RESEÑA PROPORCIONADA:
Dom 27.04.2014
libros

Y MAÑANA SERÁN HOMBRES

La relación entre los adultos y los niños es abordada de manera oblicua y sugerente en Apenas una tormenta, de Ariel Pavón, obra que resultó finalista del segundo Concurso de Novela de Página/12.

› Por Hugo Salas

Alejándose de todo –es decir, de una mujer–, Martín llega a un pequeño pueblo en la llanura. Encuentra hospedaje en una modesta pensión, calma el hambre en una parrilla y pocos días más tarde consigue trabajo en un almacén que es propiedad del mismo y enigmático asador. En las afueras, la frecuentación de los niños pobres del rancherío le permite enterarse que alguna vez la “escuela de mendigos” funcionó allí nomás, detrás del hospedaje en el que hoy pasa sus días. Otro hombre, tal vez en una ciudad, se ha quedado sin trabajo. Confinado a las tareas del hogar, atestigua inconmovible el final de su matrimonio y la distancia que lo separa de su propio hijo de seis años, al que no le interesa mucho más que la desaparición del gato familiar, rutina sólo interrumpida por las cartas de Martín, primero, y luego por la aparición de un chico de la calle con el que traba una forma extraña y distante de contacto. Bajo un puente, allí cerca, se congrega un extraño grupo de personitas que alguna vez tuvieron un hogar y siempre parecen niños, aunque van perdiendo nitidez hasta volverse transparentes. Llegan con la luna menguante y allí se quedan, revolviendo la basura, asediados algunas noches por el maullido del gato.

Las escuetas y depuradas páginas de Apenas una tormenta parten de una situación que pudiera parecer afín a cierto costumbrismo remanido (el hombre que huye de todo y se refugia en la pensión de un pueblo de mala muerte) y a partir de allí, con minucioso trabajo de estilo, Ariel Pavón desgrana el mundo, lo vuelve más y más extraño, hasta que lo absolutamente trivial (un divorcio en la ciudad) adquiere resonancias oblicuas, dando paso luego a un ámbito deliberadamente metafórico (el puente de los niños perdidos). Hilvanadas por puntos de contacto laterales, las tres partes que componen la novela –“Merodeo”, “Extravío” y “Arribo”– operan por desplazamiento, corriendo el centro de tensión hasta volverlo el núcleo difuso de una extraña fábula sin moraleja, pero también el tono y el funcionamiento del texto, obligando al lector a transitar, al igual que sus personajes, de lo conocido a la anulación de lo familiar.

CONSIGNA 1:
Copie textualmente de la reseña todo lo que va desde "Y MAÑANA SERÁN" hasta "Novela de Página/12.".
CONSIGNA 2:
Según la reseña, ¿en qué concurso resultó finalista la novela Apenas una tormenta?
CONSIGNA 3:
Según la reseña, ¿qué le permite a Martín enterarse de que la "escuela de mendigos" funcionó detrás de su hospedaje? Explíquelo en una a tres oraciones.
Responda únicamente con la información de la reseña.

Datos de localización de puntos
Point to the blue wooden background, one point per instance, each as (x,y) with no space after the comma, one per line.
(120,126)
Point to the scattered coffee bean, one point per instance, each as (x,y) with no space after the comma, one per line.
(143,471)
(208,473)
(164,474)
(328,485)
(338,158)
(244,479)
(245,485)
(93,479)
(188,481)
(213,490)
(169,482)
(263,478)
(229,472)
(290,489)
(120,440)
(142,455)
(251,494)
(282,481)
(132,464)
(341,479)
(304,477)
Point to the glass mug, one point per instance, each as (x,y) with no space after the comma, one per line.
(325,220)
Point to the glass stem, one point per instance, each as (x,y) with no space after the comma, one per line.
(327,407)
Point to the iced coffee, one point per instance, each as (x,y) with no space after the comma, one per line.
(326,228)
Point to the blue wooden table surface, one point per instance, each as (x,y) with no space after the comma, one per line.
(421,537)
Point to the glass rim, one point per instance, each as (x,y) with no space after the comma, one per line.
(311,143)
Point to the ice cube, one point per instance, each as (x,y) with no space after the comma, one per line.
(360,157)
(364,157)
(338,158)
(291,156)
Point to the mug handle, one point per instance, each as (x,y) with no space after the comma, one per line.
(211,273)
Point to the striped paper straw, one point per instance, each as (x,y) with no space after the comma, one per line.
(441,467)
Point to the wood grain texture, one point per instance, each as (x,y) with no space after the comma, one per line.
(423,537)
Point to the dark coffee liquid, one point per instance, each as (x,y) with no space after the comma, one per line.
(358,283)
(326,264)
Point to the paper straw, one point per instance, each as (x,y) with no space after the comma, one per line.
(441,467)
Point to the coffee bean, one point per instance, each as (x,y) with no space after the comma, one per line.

RESPUESTA 1:
Y MAÑANA SERÁN HOMBRES

La relación entre los adultos y los niños es abordada de manera oblicua y sugerente en Apenas una tormenta, de Ariel Pavón, obra que resultó finalista del segundo Concurso de Novela de Página/12.

RESPUESTA 2:
En el segundo Concurso de Novela de Página/12.

RESPUESTA 3:
Se entera gracias a que frecuenta a los niños pobres del rancherío, en las afueras del pueblo. Ese trato le permite saber que la "escuela de mendigos" funcionó allí nomás, detrás del hospedaje donde hoy pasa sus días.